University President Drew G. Faust earned just over $1.4 million in compensation in calendar year 2015, a pay bump from the approximately $1.2 million she made in 2014.
That figure includes $852,920 she made as a base salary, $160,403 in non-taxable benefits like her residence at 33 Elmwood Ave., and $333,825 she was credited in deferred compensation. Members of the Harvard Corporation—the University’s highest governing body—decide annually how much money to contribute to the President’s deferred compensation account. In 2015, the Corporation voted to credit $300,000 to Faust’s account.
Faust’s earnings—and the earnings of several of Harvard’s top officers—were made public as part of the University’s Form 990 tax filings, which are submitted annually to the Internal Revenue Service as a requirement for tax-exempt organizations. 2015 is the most recent year for which the forms are public.
Faust’s compensation was again dwarfed by that of several of her colleagues at Harvard Management Company, the University’s struggling investment arm. Stephen Blyth—who served his first and only year at the helm of HMC in 2015—earned roughly $14.8 million, outpacing the nearly $8.3 million in salary he drew in 2014 as the firm’s head of public markets. Daniel Cummings, the firm’s real estate portfolio manager, made nearly $11.5 million in pay in 2015.
Two of the firm’s managing directors, Michele Toscani and Graig Fantuzzi, earned more than $5 million and $4 million, respectively. Both announced plans to spin off from HMC this year and start their own hedge funds.

▶ [TASKS TO CARRY OUT]
1. According to the article on Harvard compensation, how much did Stephen Blyth earn in 2015?
2. In the article on Harvard compensation, reproduce word for word the passage from "That figure includes" up to and including "to Faust’s account.".
The entries after this come from a separate source, unrelated to the article on Harvard compensation.

▶ [DATA EXTRACT]
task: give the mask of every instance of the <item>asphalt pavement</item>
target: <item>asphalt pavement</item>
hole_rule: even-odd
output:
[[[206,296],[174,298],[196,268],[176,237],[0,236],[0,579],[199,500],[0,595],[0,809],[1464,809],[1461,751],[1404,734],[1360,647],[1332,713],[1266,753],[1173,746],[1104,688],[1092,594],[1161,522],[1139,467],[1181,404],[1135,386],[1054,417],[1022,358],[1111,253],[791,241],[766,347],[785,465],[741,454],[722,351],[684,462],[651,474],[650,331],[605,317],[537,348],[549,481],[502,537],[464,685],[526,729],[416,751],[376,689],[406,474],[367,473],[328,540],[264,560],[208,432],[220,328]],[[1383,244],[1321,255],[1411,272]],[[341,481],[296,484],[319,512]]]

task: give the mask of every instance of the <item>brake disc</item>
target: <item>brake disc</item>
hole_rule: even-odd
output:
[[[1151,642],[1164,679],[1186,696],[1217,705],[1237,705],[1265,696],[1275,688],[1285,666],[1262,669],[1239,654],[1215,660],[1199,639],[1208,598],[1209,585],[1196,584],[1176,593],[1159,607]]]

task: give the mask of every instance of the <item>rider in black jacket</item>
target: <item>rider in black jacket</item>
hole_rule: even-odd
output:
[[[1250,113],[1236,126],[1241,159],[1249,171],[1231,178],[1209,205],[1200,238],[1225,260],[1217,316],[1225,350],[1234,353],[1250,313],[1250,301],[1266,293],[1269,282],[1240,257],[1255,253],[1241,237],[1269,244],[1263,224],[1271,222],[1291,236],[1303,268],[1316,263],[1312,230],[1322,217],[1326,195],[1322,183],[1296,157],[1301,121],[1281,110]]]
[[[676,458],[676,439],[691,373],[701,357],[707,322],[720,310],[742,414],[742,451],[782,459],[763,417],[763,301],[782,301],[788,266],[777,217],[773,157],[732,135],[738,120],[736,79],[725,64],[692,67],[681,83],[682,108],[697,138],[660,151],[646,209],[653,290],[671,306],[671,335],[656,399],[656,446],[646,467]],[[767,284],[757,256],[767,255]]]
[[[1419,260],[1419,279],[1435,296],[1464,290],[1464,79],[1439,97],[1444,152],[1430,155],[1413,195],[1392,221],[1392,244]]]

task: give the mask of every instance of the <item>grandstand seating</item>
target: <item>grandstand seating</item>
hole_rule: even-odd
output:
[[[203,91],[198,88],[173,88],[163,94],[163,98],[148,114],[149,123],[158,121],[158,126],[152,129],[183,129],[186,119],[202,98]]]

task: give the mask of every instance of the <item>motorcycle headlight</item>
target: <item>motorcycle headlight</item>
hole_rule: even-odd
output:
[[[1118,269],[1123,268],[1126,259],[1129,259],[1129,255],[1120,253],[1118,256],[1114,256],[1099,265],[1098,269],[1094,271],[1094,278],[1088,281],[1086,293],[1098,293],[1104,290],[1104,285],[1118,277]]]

▶ [TASK ANSWERS]
1. Roughly $14.8 million.

2.
That figure includes $852,920 she made as a base salary, $160,403 in non-taxable benefits like her residence at 33 Elmwood Ave., and $333,825 she was credited in deferred compensation. Members of the Harvard Corporation—the University’s highest governing body—decide annually how much money to contribute to the President’s deferred compensation account. In 2015, the Corporation voted to credit $300,000 to Faust’s account.